Quant à la gouvernance, le principe est de la professionnaliser et de la débureaucratiser, comme ce fut le cas au XXème siècle avant l’étatisation du système. Que ce soient les agences sanitaires nationales, régionales ou les grands hôpitaux publics, la direction dont être centrée sur des compétences professionnelles sanitaires, qui gérera non pas par la bureaucratie mais par des solutions opérationnelles. La technostructure doit redevenir l’intendance au service des professionnels et des usagers.

« Le pire n’est pas toujours sûr », selon Paul Claudel.

Il n’en demeure pas moins que tant que les leaders politiques montreront aussi peu de courage pour lancer une refondation du système dont on connaît l’essentiel du contenu, le pire des solutions est inévitable.

Ce budget 2025 en prend le chemin pour la santé.

 

 

Frédéric Bizard

Bibliographie

  

  1. Prévissima, 27/09/2024
  2. Rapport sur la situation financière des OCAM, Drees, 21/12/2023
  3. « Les itinérants de la santé. Quel futur pour notre système de santé ? ». Éditions Michalon – Octobre 2024ici

 

Tribune parue dans Le Monde le 11 octobre 2024

Frédéric Bizard

Frédéric Bizard, est un économiste spécialiste des questions de protection sociale et de santé. Il est professeur d'économie affilié à l'ESCP Europe et enseigne aussi à Paris Dauphine. Il est Président fondateur de l'Institut Santé.

2 Comments

  1. 20% des cotisation aux mutuelles partent en taxes. Ainsi 4 Milliards d’augmentation en 2024 reviennent à augmenter les recettes de l’état d’environ 800 millions.
    Rien d’étonnant donc que nos gouvernants qui cherchent de l’argent par tous les moyens fassent ce choix. Quant aux 23% de frais de fonctionnement des complémentaires, c’est de l’argent perdu pour les classes moyennes.
    En effet, le pire n’est pas toujours sûr…

  2. La facilité que vous dénoncez a cours depuis bien longtemps, depuis si longtemps qu’on se prend à penser qu’il s’agit plus de décisions délibérées que d’un abandon à une paresse coupable.
    Vous montrez que le glissement d’une partie des remboursements des consultations medicales va, via le transfert obligatoire vers complémentaire, peser sur les vieux et les pauvres. On finit par penser que c’est ce qui est finalement recherché.
    La financiarisation médicale et sociale paraît également être délibérée tant elle est constamment encouragée, parfois avec le rêve secret de pouvoir avoir prise sur ces groupes amis et, finalement, comparses qu’on imagine ainsi pouvoir contrôler.

Questions à traiter >>
1/ Selon le texte sur le système de santé, dans quel journal et à quelle date la tribune a-t-elle paru ?
2/ Prolongez le texte sur le système de santé au-delà de sa dernière phrase.
Les lignes qui suivent n'interviennent en rien dans ce travail.

Données >>

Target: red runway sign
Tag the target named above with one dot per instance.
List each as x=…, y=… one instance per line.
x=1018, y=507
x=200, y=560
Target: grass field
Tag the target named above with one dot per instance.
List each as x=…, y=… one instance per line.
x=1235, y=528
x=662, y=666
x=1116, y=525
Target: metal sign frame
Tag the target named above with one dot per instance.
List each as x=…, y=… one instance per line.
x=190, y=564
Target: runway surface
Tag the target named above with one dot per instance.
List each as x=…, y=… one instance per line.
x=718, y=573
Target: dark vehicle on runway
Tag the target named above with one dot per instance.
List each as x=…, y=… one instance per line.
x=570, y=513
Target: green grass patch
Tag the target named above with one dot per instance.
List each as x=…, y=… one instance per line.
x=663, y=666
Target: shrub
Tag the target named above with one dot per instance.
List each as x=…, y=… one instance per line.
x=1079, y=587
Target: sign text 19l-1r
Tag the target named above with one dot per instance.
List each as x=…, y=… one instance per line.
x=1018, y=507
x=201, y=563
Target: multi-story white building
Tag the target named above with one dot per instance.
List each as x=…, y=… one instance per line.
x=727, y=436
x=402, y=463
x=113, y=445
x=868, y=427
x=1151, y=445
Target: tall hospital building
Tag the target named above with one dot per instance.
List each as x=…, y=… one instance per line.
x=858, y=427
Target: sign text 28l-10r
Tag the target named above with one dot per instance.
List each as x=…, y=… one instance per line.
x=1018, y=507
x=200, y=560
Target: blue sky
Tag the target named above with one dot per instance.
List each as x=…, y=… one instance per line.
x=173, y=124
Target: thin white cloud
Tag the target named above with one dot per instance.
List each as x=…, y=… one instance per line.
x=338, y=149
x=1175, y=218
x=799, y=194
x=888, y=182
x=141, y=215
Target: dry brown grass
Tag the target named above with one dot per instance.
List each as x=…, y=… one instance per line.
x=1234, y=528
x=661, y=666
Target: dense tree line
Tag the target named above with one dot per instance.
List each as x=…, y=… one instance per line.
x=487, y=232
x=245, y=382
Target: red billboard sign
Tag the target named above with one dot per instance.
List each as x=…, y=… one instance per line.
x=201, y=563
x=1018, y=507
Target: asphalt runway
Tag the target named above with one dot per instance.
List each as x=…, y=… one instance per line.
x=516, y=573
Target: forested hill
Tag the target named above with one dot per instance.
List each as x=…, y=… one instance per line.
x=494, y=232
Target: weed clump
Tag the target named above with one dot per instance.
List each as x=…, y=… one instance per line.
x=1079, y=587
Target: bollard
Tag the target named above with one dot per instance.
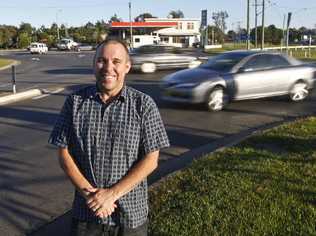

Réponses >>
1/ Dans Le Monde, le 11 octobre 2024.

2/
    Mon questionnement porte plutôt sur les instigateurs, les promoteurs et les effecteurs de ces politiques opiniâtres.
    Je doute fortement qu’une telle continuité au travers d’innombrables alternances soit le fait du personnel politique plus ou moins issus de l’élection. Du reste aucun programme politique n’inclut de réflexion sur le système de santé, se cantonnant, en ces domaines, sur quelques voeux pieux, quelques déclarations solennelles ou quelques mesures quantitatives (plus de ceci ou de celà).
    Cette absence politique, si uniforme qu’on la sent presque délibérée renforce mon pessimisme sur la possibilité de sortir de l’ornière, qui est d’abord une ornière de pensée.
    Vous avancez toujours des arguments clairs, vérifiables et pertinents, en tous cas bases solides pour réfléchir et argumenter. Vous m’avez ouvert beaucoup de voies de réflexion, et je suis persuadé que beaucoup partagent ce sentiment, tant votre voix tranche sur l’obtusion intellectuelle qui est souvent présente.
    Je suis frappé de la platitude des reactions aux projets, quasi actés du reste, de la prochaine loi de financement de la Sécurité sociale.
    Faire passer à 40 % le financement complémentaire des consultations médicales c’est dire que ces dernières ne servent à rien, ou pas grand chose, quand elles doivent être le centre et le socle de tout le système universel de santé, c’est faire exploser la Sécurité sociale historique, ou ce qu’il en reste.
    Qui a décidé celà, certainement pas les ministres fraîchement arrivés.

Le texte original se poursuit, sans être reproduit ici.